START PASSAGE TO READ

Okotoks: Dawgs therapist Savannah Blakley, photographer Angela Burger receive Red Cross Rescuer award prior to Dawgs game on July 30
Bobelliott
Okotoks Dawgs athletic therapist Savannah Blakley, left, and team photographer Angela Burger flank hall of fame sports writer Bob Elliott on July 30 at Seaman Stadium. Blakley and Burger were nominated by Elliott for a Red Cross Rescuer Award for saving him when he collapsed at the Dawgs banquet in February. (Photo Courtesy Okotoks Dawgs)

A baseball hall of famer was back in Okotoks last week to recognize the efforts of members of the Dawgs family for something that doesn't show up in a box score.

That is, saving his life.

Bob Elliott, a Canadian sportswriter who is in the Baseball Hall of Fame writers' wing in Cooperstown, nominated Okotoks Dawgs athletic therapist Savannah Blakley and team photographer Angela Burger for a Red Cross Rescuer Award for performing CPR after he collapsed during his key-note speech due to heart complications at the team's awards banquet in February at the Foothills Centennial Centre.

"These two women didn't know me from Adam," Elliott said from Toronto on Thursday. "And here they are climbing on stage and everything to help me. I remember telling the doctor I felt bad for ruining the banquet.

"He said: 'You were lucky. Three hours early or three hours later, where would you have been?' The answer is the same, I would have been all alone in my hotel room.

"The doctor said 'While it was embarrassing, you were very lucky to have this happen in front of trained professionals who knew what they were doing and didn't freak out at the moment.'"

END PASSAGE TO READ

WORK ORDER 1: According to the article about the Red Cross award, why did the doctor tell Elliott he had been lucky?
WORK ORDER 2: Do these statements agree with the article about the Red Cross award? (a) Elliott collapsed during a speech at a banquet held at the Foothills Centennial Centre. (b) Blakley and Burger knew Elliott well before the banquet. (c) Elliott is in the writers' wing of the Baseball Hall of Fame in Cooperstown.
WORK ORDER 3: Continue the article about the Red Cross award from where it ends.

START PROVIDED INFORMATION

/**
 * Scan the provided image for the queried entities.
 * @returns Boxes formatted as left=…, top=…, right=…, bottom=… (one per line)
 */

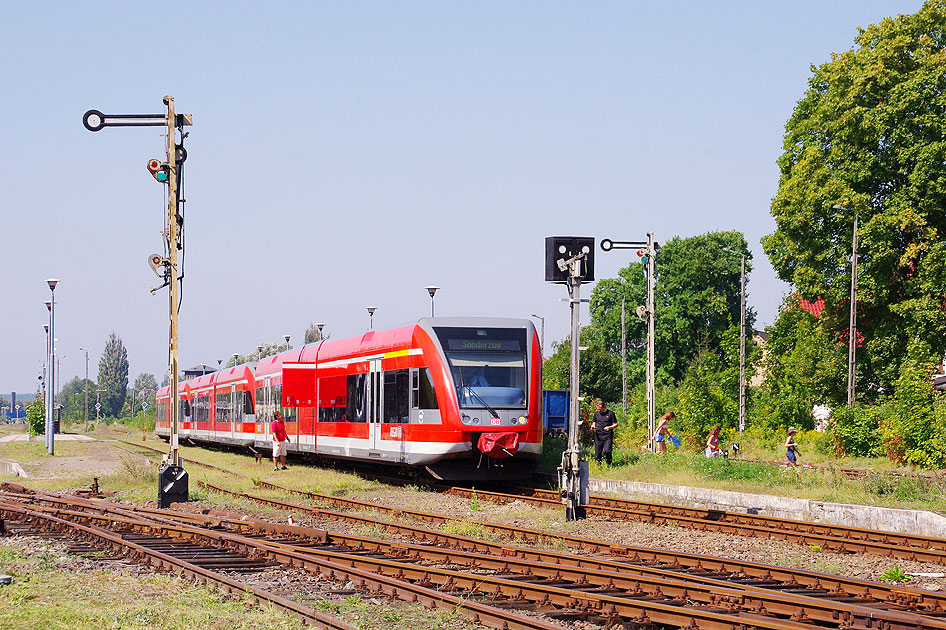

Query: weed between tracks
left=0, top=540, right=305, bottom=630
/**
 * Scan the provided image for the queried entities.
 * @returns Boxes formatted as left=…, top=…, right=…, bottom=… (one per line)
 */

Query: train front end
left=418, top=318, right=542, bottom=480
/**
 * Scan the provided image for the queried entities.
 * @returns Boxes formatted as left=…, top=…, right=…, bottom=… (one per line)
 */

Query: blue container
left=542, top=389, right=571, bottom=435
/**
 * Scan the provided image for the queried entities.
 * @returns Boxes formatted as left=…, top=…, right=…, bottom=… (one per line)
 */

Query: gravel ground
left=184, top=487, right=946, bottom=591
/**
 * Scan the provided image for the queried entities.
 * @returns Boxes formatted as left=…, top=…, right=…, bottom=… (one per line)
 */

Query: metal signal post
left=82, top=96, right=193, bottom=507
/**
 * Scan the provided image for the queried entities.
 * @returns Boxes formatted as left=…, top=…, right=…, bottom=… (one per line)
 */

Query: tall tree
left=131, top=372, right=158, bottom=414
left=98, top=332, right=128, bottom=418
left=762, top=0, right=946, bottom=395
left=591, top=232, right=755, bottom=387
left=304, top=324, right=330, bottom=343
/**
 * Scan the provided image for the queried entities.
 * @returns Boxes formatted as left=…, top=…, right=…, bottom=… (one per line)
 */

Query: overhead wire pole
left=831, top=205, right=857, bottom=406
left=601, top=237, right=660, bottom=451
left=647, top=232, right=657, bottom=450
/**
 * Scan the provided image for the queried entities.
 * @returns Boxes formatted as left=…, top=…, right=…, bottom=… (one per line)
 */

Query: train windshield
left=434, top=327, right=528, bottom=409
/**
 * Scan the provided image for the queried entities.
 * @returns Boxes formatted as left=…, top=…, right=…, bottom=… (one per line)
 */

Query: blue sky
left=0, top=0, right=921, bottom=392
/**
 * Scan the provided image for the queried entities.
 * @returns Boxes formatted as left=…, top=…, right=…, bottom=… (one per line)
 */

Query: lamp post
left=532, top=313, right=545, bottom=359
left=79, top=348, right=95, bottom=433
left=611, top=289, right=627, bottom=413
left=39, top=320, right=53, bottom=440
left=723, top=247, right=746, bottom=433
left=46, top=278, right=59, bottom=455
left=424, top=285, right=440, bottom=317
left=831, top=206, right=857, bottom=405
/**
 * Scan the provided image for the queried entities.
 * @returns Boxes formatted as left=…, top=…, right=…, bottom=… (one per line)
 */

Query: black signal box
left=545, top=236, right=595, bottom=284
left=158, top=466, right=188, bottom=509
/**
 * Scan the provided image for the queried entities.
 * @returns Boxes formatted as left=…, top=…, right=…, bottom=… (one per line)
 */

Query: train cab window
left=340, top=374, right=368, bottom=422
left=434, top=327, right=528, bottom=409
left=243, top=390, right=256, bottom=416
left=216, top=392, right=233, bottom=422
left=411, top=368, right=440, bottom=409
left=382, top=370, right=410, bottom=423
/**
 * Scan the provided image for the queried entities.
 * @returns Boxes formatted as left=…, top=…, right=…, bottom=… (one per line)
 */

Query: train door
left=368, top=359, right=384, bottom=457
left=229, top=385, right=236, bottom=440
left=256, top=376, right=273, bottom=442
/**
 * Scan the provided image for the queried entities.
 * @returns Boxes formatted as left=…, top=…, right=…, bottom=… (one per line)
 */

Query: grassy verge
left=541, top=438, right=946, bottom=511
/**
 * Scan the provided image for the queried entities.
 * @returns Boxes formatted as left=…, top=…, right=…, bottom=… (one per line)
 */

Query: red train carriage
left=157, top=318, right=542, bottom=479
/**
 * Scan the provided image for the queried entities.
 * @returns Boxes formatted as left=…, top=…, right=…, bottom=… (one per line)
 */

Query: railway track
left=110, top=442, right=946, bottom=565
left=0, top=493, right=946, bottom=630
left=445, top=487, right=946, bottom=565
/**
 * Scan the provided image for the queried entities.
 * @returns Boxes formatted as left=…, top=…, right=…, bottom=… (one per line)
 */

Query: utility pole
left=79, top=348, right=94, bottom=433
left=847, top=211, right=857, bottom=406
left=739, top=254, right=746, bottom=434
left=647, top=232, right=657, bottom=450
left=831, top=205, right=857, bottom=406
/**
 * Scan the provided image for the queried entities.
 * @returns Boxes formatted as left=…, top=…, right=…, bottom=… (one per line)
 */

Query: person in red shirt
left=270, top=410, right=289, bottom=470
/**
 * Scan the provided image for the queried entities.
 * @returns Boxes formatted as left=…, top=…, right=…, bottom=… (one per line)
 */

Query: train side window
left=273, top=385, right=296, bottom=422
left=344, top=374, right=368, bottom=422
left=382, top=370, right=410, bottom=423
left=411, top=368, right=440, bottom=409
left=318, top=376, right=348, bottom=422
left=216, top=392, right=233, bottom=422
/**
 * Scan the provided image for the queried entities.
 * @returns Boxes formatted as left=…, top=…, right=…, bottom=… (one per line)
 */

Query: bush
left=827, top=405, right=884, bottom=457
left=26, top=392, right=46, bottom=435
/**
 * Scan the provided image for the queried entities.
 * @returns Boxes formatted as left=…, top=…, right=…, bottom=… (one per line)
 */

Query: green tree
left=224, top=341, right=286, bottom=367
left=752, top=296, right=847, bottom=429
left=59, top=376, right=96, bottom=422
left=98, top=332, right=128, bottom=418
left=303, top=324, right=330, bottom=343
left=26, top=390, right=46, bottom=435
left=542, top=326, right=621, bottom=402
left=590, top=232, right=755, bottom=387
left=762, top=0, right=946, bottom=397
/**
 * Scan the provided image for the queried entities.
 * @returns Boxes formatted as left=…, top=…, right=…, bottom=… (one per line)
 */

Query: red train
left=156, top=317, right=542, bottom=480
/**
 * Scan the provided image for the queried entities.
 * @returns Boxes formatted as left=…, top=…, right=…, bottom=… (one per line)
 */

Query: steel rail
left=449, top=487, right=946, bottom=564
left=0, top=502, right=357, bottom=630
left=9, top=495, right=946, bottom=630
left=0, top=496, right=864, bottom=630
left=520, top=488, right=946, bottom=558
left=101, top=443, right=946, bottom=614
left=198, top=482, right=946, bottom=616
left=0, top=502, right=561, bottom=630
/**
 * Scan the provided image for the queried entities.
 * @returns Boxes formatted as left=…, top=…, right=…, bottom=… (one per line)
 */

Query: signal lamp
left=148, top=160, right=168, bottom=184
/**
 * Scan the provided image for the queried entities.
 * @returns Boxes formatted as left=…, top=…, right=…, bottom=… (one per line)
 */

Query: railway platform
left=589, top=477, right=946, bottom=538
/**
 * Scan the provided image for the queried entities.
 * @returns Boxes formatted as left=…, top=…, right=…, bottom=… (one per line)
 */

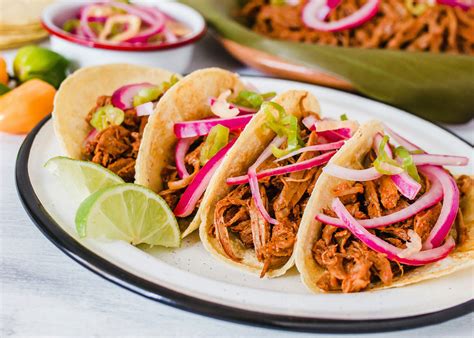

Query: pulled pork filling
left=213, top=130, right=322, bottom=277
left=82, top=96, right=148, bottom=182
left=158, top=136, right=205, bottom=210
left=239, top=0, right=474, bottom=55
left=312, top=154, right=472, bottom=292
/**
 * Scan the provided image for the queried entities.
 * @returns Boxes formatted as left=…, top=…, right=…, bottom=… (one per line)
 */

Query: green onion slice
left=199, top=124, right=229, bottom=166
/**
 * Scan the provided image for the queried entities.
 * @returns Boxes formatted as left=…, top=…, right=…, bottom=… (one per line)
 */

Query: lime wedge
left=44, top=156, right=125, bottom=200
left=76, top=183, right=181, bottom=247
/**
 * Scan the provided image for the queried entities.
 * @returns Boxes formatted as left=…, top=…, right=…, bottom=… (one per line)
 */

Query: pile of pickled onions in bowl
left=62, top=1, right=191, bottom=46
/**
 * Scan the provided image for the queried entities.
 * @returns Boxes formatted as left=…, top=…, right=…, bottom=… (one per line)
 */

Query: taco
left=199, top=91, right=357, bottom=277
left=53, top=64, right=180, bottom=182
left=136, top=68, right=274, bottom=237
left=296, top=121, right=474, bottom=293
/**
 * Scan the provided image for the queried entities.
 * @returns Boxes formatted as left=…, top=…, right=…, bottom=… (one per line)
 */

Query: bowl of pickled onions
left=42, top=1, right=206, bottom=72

END PROVIDED INFORMATION
START PROVIDED INFORMATION

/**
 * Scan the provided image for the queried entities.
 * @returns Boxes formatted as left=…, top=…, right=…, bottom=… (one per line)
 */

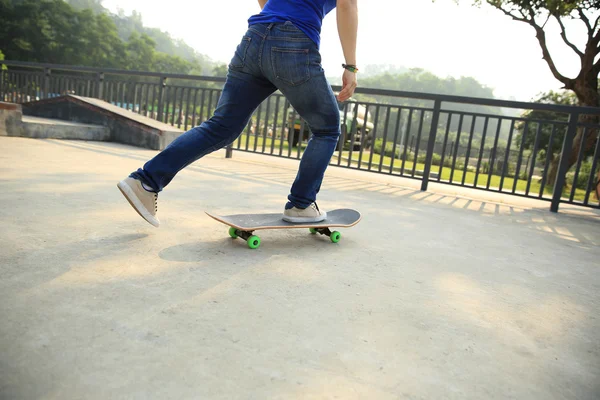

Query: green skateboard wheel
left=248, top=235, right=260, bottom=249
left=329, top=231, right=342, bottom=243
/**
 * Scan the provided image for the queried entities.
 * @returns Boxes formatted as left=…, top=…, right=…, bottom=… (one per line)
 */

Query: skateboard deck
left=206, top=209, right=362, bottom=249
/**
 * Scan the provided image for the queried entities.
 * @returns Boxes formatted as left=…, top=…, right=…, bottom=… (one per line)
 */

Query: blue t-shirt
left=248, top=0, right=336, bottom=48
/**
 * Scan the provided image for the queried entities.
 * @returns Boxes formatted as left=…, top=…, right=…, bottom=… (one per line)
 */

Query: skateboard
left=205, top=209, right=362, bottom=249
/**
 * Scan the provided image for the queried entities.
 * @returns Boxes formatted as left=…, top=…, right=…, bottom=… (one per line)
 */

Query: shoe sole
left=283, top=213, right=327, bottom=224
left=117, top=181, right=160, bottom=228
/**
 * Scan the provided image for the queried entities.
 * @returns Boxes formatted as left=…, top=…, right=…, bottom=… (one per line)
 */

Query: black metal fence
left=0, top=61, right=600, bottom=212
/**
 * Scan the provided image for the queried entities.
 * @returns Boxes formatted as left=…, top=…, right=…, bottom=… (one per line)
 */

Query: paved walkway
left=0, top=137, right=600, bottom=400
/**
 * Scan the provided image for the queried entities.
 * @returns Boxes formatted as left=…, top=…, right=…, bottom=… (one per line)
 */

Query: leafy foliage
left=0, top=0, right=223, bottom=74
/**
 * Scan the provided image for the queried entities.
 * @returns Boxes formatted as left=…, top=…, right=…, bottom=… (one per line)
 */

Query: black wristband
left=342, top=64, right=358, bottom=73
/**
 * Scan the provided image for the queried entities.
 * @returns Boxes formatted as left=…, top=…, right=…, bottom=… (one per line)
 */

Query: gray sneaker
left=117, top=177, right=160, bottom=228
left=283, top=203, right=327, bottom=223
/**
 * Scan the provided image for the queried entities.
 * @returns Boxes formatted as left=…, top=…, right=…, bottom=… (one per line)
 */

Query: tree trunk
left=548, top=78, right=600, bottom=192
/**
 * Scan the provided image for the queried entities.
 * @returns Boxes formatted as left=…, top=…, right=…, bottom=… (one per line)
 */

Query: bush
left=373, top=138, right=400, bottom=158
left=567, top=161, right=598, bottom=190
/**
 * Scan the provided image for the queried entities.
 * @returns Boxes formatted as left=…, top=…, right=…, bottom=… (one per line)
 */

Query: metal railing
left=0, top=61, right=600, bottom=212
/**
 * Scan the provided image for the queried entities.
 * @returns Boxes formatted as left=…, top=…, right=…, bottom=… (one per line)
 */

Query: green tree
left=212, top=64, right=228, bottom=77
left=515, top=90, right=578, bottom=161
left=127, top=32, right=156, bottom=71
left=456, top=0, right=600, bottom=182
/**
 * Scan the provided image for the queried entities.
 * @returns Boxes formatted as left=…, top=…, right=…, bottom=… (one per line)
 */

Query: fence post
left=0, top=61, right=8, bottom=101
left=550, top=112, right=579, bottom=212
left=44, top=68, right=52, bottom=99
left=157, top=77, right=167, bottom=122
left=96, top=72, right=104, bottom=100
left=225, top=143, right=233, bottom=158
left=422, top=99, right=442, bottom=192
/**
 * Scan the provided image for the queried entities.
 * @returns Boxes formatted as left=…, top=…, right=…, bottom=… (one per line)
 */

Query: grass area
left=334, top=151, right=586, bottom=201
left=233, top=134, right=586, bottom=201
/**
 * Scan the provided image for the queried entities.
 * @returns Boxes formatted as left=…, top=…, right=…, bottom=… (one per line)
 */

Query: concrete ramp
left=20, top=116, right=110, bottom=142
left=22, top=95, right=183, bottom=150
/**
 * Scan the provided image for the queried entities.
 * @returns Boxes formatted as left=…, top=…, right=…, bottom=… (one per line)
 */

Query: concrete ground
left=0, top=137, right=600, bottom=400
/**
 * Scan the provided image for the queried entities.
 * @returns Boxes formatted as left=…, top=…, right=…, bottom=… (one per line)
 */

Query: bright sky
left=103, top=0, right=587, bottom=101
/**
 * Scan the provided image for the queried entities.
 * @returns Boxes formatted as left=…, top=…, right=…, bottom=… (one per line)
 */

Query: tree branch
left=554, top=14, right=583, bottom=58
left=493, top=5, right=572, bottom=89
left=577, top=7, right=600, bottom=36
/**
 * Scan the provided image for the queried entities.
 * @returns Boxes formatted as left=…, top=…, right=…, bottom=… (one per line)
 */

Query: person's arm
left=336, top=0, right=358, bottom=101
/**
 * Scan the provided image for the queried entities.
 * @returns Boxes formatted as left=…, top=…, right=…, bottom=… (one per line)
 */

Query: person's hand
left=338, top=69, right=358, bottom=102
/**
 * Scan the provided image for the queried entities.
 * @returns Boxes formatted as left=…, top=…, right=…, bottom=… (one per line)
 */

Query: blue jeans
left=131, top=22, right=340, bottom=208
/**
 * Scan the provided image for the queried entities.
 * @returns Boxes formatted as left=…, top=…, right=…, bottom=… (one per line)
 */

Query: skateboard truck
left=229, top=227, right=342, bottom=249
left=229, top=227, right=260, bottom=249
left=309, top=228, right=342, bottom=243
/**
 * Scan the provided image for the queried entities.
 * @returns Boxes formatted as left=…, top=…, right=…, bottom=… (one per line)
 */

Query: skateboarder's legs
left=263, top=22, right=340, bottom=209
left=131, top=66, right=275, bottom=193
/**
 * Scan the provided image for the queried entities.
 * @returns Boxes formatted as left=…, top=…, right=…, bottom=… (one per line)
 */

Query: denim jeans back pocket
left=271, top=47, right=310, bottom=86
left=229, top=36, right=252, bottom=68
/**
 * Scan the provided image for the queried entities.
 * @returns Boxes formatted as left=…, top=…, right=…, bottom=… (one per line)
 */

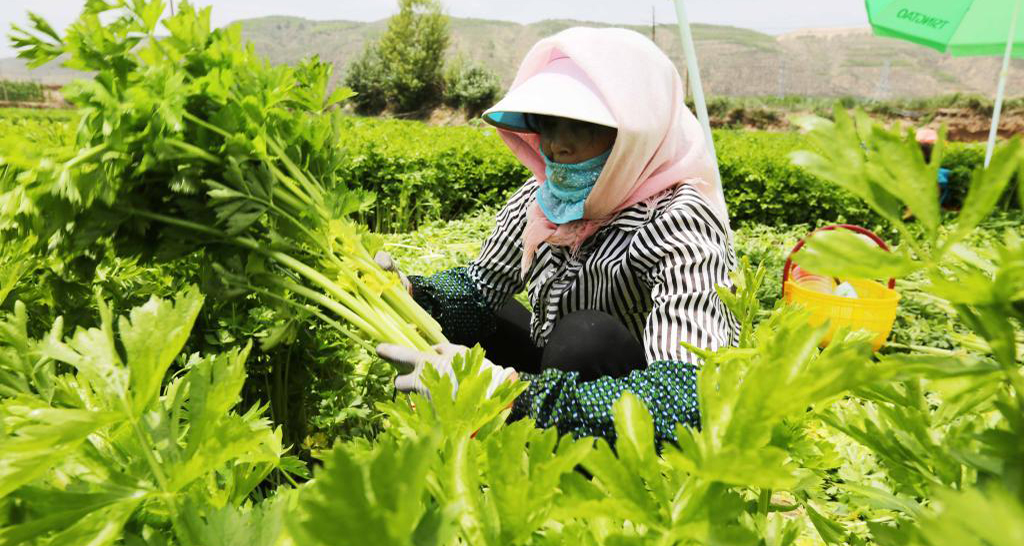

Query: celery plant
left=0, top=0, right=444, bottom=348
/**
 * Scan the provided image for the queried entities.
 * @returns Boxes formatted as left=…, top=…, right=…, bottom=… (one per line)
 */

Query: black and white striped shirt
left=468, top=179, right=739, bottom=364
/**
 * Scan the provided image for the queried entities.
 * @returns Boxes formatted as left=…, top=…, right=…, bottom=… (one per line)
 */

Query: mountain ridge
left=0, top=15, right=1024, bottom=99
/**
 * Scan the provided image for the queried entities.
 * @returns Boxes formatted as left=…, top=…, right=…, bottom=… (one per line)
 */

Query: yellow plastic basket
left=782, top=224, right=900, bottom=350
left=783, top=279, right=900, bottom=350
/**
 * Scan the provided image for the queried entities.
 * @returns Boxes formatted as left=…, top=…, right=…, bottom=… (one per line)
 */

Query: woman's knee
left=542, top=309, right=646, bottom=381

END PROVIDED INFORMATION
START PROVIDED INFORMATION

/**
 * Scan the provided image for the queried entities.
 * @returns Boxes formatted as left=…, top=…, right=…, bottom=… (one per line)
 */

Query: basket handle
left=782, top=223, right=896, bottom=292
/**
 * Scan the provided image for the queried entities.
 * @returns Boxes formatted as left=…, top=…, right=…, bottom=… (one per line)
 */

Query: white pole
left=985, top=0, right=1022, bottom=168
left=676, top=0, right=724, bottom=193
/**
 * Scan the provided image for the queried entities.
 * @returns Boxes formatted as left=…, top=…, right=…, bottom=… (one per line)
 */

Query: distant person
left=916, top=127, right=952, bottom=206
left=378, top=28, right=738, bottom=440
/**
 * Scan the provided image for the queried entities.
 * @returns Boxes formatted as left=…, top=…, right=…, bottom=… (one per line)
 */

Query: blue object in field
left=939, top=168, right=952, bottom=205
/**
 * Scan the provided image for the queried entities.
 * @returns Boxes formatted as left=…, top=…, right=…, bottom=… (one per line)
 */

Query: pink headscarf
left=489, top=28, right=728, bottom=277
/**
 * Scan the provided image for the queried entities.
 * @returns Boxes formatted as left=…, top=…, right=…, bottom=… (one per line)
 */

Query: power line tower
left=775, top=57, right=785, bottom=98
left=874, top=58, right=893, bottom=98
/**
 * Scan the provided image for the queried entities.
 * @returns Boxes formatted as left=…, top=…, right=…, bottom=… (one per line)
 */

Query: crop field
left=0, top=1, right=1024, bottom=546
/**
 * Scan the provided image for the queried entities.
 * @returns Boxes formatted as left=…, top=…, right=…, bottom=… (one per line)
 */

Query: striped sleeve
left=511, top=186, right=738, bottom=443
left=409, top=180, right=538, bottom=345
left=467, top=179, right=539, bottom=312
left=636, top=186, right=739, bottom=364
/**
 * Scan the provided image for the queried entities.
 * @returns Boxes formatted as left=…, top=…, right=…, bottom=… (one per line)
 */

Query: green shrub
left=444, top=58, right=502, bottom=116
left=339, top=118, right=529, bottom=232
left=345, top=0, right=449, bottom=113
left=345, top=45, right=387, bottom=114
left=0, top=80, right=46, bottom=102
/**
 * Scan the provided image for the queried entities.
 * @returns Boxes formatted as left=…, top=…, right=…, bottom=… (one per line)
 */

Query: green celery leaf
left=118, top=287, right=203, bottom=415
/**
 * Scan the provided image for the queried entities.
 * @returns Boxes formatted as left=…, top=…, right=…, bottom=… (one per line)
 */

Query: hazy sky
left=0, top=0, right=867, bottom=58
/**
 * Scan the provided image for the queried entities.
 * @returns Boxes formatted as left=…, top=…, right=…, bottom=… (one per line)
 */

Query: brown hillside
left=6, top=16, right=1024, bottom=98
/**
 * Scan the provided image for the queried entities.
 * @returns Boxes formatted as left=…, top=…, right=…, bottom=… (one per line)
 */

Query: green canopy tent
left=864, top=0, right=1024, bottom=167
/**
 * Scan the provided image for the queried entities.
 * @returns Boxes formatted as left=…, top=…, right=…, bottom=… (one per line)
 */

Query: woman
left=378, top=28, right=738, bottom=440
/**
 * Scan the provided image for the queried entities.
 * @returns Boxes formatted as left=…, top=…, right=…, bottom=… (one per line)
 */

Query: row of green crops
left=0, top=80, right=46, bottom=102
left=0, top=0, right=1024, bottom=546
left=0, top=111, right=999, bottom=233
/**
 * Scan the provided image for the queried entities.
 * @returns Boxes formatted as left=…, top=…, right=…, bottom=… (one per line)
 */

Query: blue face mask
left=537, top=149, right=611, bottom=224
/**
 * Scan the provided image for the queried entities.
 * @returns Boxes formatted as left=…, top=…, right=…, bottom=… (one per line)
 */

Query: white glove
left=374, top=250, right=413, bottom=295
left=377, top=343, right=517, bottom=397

END PROVIDED INFORMATION

TASK ANSWER 1: The doctor said Elliott was lucky because his collapse happened in front of trained professionals who knew what to do and didn't panic. If it had happened three hours earlier or later, he would have been alone in his hotel room.

TASK ANSWER 2:
(a) Yes: "after he collapsed during his key-note speech due to heart complications at the team's awards banquet in February at the Foothills Centennial Centre."
(b) No: "These two women didn't know me from Adam."
(c) Yes: "who is in the Baseball Hall of Fame writers' wing in Cooperstown."

TASK ANSWER 3:
Blakley and Burger were presented the award by the Red Cross prior to the Dawgs game at Seaman Stadium on July 30. Elliott was on hand for the presentation.

"We had been notified about the Red Cross about three weeks ago," said Blakley, who also works at ProSport Therapy in Okotoks. "We were both surprised and honoured that Bob nominated us.

"I am so thankful that our efforts worked and that he survived, I feel that is the biggest thing." 

She said the effort at the banquet was a team effort.

"I consider this as part of my job, even though it is something you don't ever want to do, I have been trained in it," Blakley said.

Burger was honoured to receive the recognition.

"This is special memento I will cherish forever," said Burger, who has taken CPR training. "I am so grateful that Bob thought of Savannah and I to nominate us for the award."

Elliott said he had not formally met Blakley and Burger until later in February, about three weeks after he collapsed when he and his wife took the pair out for dinner in Calgary.

The trio were reunited at Seaman Stadium on July 30.

"It was really great to see Bob, he is such a really funny man and he's doing really well," Burger said. "The three of us — and Lou Pote — have a real connection that will last forever.

"It's very special and in a weird way, I have got to know them very well through this whole experience."

Okotoks Dawgs Academy coach Lou Pote had the wherewithal to grab a defibrillator machine, which had to be used on Elliott at the banquet.

"Lou has already replaced Eddie Matthews as my all-time favourite player," Elliott said. "I think Lou had six saves in his career and I was his seventh. (Pote had six saves in his five-year major league career, which included a World Series ring with the 2002 Los Angeles Angels).

"Some people say I got zapped three times but the fireman, Geoff Scott, said it was only twice. The girls did it once, they zapped me back then I crashed." 

Scott who was at his son's hockey game at the Centennial Arena was there in 90 seconds.

Meanwhile, Mayor Bill Robertson was outside directing traffic on a busy that Saturday night in February.

Elliott said he had never known the true meaning of what Okotoks Dawgs announcer and director William Gardner calls the 'Dawgs family' until his life was saved.

And those efforts helped him see his family again.

"On Thursday, my three grandkids are coming to visit me from Moncton," Elliott said. "I will think of Lou, Angela and Savannah, because if it wasn't for them, I wouldn't be seeing them."